Pull out every line of the data below that contains the word "concrete", matching case exactly.

Location annotation dataset excerpts
## BEGIN

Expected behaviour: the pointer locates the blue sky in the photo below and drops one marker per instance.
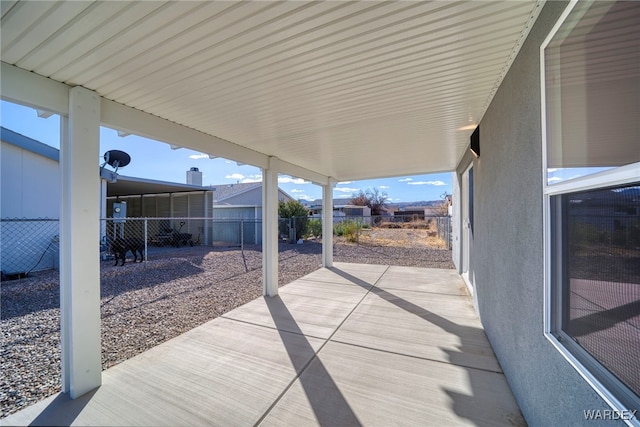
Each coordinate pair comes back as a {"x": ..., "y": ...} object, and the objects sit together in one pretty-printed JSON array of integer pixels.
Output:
[{"x": 154, "y": 160}]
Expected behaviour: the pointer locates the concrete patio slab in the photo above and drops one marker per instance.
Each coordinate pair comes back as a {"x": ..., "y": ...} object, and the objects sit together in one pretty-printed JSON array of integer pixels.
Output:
[
  {"x": 408, "y": 326},
  {"x": 364, "y": 274},
  {"x": 342, "y": 346},
  {"x": 299, "y": 311},
  {"x": 434, "y": 280},
  {"x": 374, "y": 388},
  {"x": 221, "y": 373}
]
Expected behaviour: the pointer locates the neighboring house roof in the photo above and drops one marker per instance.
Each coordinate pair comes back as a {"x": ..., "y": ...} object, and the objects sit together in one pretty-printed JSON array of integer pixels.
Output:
[
  {"x": 226, "y": 191},
  {"x": 29, "y": 144},
  {"x": 131, "y": 186}
]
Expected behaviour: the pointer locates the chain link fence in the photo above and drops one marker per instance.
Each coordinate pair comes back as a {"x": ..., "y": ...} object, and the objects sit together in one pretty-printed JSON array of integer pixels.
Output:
[{"x": 29, "y": 245}]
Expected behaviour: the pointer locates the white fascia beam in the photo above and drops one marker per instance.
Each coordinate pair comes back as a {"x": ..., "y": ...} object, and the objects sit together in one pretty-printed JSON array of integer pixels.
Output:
[
  {"x": 287, "y": 168},
  {"x": 33, "y": 90},
  {"x": 123, "y": 118}
]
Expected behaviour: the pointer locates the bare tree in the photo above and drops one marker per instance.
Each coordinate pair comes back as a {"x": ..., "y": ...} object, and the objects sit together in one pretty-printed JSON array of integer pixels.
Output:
[{"x": 375, "y": 199}]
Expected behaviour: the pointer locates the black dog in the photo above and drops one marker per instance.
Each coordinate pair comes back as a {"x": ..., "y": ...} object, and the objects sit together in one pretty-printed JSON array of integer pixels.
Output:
[{"x": 121, "y": 246}]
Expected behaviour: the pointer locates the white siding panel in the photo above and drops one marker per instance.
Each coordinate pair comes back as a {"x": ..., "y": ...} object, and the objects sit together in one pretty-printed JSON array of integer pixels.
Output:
[{"x": 30, "y": 184}]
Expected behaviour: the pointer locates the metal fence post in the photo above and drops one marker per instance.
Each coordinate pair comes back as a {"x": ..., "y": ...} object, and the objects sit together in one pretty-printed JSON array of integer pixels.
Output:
[{"x": 145, "y": 240}]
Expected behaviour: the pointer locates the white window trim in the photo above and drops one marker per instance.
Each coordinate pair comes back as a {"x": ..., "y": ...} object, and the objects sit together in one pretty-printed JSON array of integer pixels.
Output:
[{"x": 617, "y": 176}]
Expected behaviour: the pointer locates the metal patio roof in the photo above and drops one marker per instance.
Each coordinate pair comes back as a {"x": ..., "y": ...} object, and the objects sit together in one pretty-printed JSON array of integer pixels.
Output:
[{"x": 348, "y": 90}]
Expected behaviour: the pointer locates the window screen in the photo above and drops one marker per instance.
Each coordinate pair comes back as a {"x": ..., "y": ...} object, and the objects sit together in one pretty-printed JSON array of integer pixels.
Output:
[{"x": 598, "y": 242}]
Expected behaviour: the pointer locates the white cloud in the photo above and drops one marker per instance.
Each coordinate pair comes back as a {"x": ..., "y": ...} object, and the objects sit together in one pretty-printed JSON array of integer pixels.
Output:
[
  {"x": 251, "y": 178},
  {"x": 346, "y": 190},
  {"x": 235, "y": 176},
  {"x": 289, "y": 180},
  {"x": 436, "y": 183},
  {"x": 244, "y": 179}
]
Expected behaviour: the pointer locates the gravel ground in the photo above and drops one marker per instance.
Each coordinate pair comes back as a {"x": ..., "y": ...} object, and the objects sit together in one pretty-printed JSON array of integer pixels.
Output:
[{"x": 148, "y": 303}]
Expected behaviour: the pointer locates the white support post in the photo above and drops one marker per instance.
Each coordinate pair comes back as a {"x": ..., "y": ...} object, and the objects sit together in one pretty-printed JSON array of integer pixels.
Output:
[
  {"x": 79, "y": 248},
  {"x": 270, "y": 228},
  {"x": 327, "y": 224}
]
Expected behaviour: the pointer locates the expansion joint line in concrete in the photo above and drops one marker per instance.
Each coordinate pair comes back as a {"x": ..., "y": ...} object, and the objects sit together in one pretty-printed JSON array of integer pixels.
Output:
[{"x": 315, "y": 354}]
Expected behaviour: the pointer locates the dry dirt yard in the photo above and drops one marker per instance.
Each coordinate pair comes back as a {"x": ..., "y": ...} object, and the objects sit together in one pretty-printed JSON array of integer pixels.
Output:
[{"x": 145, "y": 304}]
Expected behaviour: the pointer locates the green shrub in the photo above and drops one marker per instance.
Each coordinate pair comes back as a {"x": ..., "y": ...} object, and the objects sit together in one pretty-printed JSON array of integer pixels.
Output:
[
  {"x": 314, "y": 228},
  {"x": 349, "y": 229},
  {"x": 297, "y": 215}
]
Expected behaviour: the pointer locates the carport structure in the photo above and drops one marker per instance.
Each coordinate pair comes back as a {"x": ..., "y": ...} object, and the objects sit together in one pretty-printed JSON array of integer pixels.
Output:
[{"x": 324, "y": 91}]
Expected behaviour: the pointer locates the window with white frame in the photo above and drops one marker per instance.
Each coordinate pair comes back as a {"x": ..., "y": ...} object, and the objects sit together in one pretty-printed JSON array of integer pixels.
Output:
[{"x": 591, "y": 102}]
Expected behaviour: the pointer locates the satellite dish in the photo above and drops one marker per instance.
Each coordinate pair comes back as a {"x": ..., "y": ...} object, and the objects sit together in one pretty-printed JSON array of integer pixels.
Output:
[{"x": 116, "y": 159}]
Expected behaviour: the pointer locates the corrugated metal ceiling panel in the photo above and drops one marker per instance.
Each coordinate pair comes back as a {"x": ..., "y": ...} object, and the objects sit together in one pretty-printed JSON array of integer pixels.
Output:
[{"x": 347, "y": 89}]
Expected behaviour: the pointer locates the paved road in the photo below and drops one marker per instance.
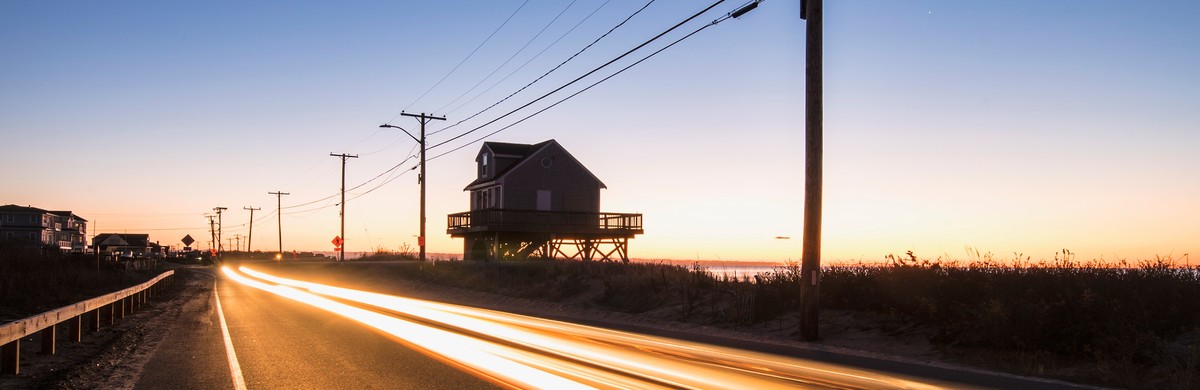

## END

ANSWER:
Expected behaviour: the pointer locates the concrete patio slab in the photo above and drops one marker per instance.
Expected behaviour: the pointer locates the expansion joint line in concrete in the photo above and drops one marker per instance.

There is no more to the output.